• EXTRAIT DE PAGE
######

Faire gonfler l’affluence attendue et ne pas venir

Derrière cette humiliation du candidat républicain pourrait se cacher Mary Jo Laupp, une femme d’une cinquantaine d’années, qui a travaillé avec l’ex-candidat démocrate Pete Buttigieg. Le 12 juin, choquée par la date choisie par le locataire de la Maison-Blanche ; qui organisait son premier meeting post-coronavirus le jour anniversaire de l’abolition de l’esclavage, Mary Jo Laupp a lancé une incroyable campagne sur les réseaux sociaux. « Je recommande à tous ceux qui veulent voir cette salle de 19.000 places vide ou à moitié remplie d’aller réserver des tickets maintenant et de le laisser (Trump, ndlr) seul sur scène ».

 

Une campagne qui n’a pas été vue par « l’internet mainstream »

Très vite, la mayonnaise a pris. Lundi 22 juin, deux jours après le meeting, la vidéo comptait plus de deux millions de vues pour plus de 700.000 « j’aime » (après avoir été citée dans de nombreux médias américains dimanche, ndlr). Pourtant, l’équipe de Donald Trump n’a pas relevé ce qui se passait. Brad Parscale, le directeur de campagne du président américain, se réjouissait même qu’autant de personnes demandent des places pour assister au meeting. « Nous venons de passer le cap des 800.000 tickets réservés, dimanche va être incroyable ! », tweetait-il.

######

• ÉCHANTILLON DE DONNÉES
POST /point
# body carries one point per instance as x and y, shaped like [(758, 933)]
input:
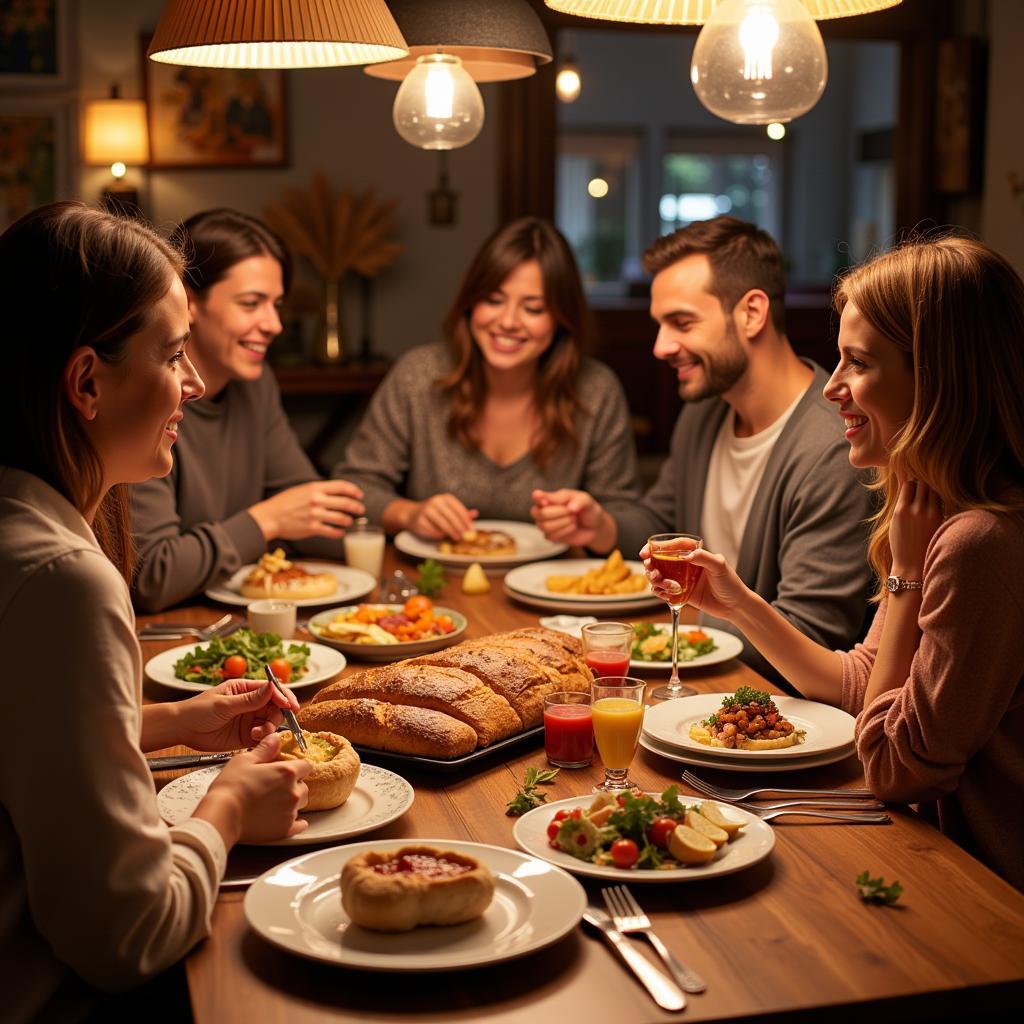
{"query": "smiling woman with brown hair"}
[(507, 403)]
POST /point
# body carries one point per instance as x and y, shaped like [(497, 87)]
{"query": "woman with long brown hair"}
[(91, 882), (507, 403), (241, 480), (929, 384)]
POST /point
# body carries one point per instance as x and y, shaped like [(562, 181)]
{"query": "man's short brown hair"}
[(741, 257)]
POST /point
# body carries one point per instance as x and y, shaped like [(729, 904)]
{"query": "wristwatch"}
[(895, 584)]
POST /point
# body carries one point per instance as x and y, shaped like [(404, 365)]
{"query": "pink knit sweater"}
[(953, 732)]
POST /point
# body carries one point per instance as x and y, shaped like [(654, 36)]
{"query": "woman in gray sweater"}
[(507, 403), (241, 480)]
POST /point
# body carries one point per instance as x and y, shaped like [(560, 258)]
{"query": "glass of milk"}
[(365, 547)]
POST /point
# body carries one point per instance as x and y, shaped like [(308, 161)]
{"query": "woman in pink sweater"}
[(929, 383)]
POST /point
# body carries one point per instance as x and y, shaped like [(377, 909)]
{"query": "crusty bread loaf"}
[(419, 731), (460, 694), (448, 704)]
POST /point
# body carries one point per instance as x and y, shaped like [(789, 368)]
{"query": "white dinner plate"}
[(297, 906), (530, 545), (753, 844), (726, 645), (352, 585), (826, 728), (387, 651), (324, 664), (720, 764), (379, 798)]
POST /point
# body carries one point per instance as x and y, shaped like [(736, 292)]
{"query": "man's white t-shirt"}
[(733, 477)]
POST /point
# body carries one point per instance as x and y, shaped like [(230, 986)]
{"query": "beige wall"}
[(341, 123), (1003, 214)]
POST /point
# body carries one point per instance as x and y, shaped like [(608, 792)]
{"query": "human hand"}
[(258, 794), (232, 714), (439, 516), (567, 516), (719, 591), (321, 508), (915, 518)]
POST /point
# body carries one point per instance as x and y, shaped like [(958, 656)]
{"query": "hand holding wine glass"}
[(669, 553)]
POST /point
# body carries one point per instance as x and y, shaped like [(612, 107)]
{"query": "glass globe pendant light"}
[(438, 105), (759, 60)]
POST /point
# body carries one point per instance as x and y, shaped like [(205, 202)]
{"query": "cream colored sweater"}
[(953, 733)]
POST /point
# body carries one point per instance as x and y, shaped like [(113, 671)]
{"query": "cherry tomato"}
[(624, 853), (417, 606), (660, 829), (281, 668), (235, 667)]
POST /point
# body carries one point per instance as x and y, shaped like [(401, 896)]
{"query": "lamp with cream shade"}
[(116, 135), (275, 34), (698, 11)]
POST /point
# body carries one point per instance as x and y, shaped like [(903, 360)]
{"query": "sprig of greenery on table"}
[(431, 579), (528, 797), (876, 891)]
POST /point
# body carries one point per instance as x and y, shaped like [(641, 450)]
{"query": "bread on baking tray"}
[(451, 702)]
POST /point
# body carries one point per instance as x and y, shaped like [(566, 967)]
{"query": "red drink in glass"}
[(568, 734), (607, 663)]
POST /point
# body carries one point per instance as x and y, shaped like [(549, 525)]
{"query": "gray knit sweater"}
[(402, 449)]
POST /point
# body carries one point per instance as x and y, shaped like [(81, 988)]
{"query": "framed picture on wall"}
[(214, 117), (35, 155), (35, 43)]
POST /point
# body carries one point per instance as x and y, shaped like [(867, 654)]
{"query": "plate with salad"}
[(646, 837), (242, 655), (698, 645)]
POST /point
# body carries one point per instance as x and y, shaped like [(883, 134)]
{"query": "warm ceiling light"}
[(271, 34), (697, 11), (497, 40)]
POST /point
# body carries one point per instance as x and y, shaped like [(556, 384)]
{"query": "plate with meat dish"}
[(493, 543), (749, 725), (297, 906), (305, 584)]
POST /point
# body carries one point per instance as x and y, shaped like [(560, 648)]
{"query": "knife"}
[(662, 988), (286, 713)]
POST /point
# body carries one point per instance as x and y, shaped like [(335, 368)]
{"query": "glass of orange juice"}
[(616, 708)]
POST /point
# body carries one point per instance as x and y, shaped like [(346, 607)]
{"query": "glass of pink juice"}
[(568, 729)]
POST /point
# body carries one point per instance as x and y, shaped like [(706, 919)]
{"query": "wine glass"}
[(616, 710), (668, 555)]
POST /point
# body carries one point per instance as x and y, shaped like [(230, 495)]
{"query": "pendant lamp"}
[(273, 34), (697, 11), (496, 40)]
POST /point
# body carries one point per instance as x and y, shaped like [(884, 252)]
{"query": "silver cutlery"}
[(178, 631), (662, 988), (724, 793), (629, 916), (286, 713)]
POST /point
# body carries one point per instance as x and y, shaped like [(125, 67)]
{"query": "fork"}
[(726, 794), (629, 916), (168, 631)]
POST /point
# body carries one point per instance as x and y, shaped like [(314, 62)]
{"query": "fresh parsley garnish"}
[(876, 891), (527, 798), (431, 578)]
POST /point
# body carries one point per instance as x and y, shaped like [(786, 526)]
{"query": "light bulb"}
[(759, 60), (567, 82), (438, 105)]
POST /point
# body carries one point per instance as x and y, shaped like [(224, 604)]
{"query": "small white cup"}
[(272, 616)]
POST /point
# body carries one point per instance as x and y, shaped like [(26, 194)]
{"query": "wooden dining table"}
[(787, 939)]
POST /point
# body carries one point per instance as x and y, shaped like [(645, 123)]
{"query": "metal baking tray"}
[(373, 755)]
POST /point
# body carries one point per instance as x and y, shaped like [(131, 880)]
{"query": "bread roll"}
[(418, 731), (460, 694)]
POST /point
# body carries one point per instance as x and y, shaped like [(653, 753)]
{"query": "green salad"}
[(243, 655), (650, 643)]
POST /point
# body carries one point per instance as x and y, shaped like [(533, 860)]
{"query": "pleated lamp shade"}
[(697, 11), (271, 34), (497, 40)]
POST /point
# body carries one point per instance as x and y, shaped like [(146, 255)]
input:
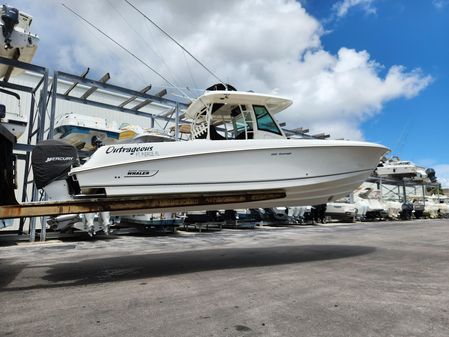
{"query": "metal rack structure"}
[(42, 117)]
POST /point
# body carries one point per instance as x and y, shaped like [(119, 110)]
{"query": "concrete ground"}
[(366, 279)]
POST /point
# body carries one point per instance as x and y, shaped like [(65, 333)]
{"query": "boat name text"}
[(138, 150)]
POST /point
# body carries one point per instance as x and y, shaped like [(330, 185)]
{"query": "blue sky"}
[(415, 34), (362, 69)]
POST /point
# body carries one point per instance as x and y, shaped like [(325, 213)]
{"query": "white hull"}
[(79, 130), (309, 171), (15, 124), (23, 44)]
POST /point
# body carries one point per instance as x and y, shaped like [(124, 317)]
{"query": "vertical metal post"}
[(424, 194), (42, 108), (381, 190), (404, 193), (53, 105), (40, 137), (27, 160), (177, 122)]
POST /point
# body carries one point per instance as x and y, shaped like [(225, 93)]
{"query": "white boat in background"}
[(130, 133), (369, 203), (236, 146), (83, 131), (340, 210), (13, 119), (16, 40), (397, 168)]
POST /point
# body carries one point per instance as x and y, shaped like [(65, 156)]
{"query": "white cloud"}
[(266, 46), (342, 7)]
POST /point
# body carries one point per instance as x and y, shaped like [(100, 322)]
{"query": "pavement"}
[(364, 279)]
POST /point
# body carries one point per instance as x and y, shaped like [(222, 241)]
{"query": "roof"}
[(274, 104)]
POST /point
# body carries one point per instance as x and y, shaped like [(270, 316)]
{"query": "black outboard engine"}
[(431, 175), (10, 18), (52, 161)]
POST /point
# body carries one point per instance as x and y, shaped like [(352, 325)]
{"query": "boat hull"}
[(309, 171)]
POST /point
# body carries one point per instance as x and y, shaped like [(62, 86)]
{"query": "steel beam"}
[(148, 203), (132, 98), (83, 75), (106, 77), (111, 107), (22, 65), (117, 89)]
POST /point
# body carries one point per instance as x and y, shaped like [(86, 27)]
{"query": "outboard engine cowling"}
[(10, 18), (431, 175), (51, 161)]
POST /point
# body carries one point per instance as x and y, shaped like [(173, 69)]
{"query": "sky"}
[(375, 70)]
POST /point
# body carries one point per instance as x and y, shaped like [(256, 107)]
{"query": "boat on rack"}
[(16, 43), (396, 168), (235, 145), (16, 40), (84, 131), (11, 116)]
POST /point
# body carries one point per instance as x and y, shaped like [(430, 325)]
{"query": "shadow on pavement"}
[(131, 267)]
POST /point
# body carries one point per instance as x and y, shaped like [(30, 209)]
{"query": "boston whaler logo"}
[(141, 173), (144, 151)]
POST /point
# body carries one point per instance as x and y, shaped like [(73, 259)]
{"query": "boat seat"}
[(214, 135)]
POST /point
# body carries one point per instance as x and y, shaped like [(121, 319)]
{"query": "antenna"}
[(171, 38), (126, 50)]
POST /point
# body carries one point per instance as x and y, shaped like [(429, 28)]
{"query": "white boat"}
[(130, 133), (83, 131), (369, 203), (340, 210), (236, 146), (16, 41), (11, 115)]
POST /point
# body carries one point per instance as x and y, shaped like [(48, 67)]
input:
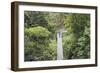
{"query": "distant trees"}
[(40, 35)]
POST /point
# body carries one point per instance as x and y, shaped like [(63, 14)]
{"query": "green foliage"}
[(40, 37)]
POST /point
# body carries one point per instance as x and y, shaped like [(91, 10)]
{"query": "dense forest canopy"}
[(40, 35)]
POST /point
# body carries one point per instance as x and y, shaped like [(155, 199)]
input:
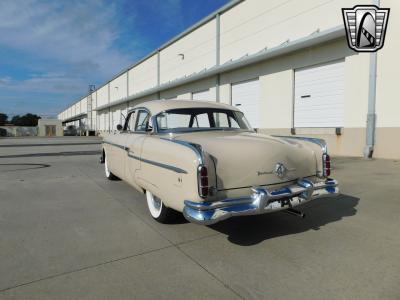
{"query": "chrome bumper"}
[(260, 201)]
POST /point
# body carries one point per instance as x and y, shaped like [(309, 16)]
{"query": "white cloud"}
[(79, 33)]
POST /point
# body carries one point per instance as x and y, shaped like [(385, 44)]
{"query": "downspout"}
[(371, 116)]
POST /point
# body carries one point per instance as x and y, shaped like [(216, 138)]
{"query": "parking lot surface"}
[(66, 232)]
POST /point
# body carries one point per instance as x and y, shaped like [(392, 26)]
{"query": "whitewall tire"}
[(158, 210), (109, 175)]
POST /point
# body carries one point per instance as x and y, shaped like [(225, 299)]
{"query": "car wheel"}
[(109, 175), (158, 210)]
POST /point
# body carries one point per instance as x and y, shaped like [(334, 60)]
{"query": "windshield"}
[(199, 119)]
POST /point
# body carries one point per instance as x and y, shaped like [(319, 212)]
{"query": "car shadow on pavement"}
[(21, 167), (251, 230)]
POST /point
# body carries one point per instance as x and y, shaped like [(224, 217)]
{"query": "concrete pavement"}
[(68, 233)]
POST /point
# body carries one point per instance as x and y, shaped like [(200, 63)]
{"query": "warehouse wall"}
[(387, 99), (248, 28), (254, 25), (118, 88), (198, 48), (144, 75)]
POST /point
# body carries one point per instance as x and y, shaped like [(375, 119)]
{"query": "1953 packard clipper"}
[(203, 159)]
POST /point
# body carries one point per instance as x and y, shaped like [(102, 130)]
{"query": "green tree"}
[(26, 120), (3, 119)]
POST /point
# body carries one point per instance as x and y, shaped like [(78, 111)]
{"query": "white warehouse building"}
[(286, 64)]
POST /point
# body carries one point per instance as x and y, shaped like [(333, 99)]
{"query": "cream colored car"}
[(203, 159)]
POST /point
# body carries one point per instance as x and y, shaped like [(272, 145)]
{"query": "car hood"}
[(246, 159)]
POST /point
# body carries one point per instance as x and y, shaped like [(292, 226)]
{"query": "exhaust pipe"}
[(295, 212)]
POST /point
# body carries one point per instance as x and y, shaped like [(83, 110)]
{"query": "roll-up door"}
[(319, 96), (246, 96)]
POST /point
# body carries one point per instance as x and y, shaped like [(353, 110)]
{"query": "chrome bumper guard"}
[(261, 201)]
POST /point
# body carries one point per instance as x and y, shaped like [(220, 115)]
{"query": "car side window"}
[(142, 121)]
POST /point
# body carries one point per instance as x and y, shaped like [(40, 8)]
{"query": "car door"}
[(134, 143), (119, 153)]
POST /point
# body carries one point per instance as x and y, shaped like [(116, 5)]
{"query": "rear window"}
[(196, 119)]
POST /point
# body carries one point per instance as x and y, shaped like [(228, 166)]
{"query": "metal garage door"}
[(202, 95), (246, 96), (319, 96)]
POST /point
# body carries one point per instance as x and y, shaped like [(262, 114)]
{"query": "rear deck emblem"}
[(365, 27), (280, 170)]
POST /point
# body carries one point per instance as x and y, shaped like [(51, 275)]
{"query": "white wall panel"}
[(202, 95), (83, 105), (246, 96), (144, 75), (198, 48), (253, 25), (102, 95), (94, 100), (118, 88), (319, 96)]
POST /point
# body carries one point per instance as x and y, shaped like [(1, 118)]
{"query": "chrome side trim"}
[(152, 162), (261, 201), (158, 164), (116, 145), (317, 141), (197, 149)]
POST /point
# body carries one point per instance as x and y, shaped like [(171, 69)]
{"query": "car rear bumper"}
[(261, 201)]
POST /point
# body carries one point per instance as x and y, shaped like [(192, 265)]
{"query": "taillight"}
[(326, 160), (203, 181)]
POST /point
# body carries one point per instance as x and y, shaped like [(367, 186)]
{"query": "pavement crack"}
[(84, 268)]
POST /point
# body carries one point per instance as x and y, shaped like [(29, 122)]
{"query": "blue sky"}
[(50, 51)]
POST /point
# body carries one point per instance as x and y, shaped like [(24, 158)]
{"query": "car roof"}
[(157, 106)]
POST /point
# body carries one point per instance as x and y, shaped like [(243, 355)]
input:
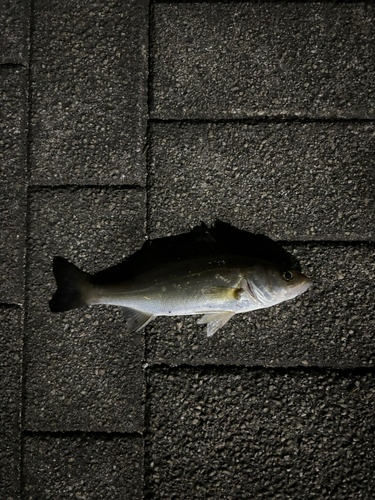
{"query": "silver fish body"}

######

• CONSIGNE DE TRAVAIL
Relevez l'extrait de page en entier, mot pour mot et sans aucune modification.

• RÉPONSE
Faire gonfler l’affluence attendue et ne pas venir

Derrière cette humiliation du candidat républicain pourrait se cacher Mary Jo Laupp, une femme d’une cinquantaine d’années, qui a travaillé avec l’ex-candidat démocrate Pete Buttigieg. Le 12 juin, choquée par la date choisie par le locataire de la Maison-Blanche ; qui organisait son premier meeting post-coronavirus le jour anniversaire de l’abolition de l’esclavage, Mary Jo Laupp a lancé une incroyable campagne sur les réseaux sociaux. « Je recommande à tous ceux qui veulent voir cette salle de 19.000 places vide ou à moitié remplie d’aller réserver des tickets maintenant et de le laisser (Trump, ndlr) seul sur scène ».

 

Une campagne qui n’a pas été vue par « l’internet mainstream »

Très vite, la mayonnaise a pris. Lundi 22 juin, deux jours après le meeting, la vidéo comptait plus de deux millions de vues pour plus de 700.000 « j’aime » (après avoir été citée dans de nombreux médias américains dimanche, ndlr). Pourtant, l’équipe de Donald Trump n’a pas relevé ce qui se passait. Brad Parscale, le directeur de campagne du président américain, se réjouissait même qu’autant de personnes demandent des places pour assister au meeting. « Nous venons de passer le cap des 800.000 tickets réservés, dimanche va être incroyable ! », tweetait-il.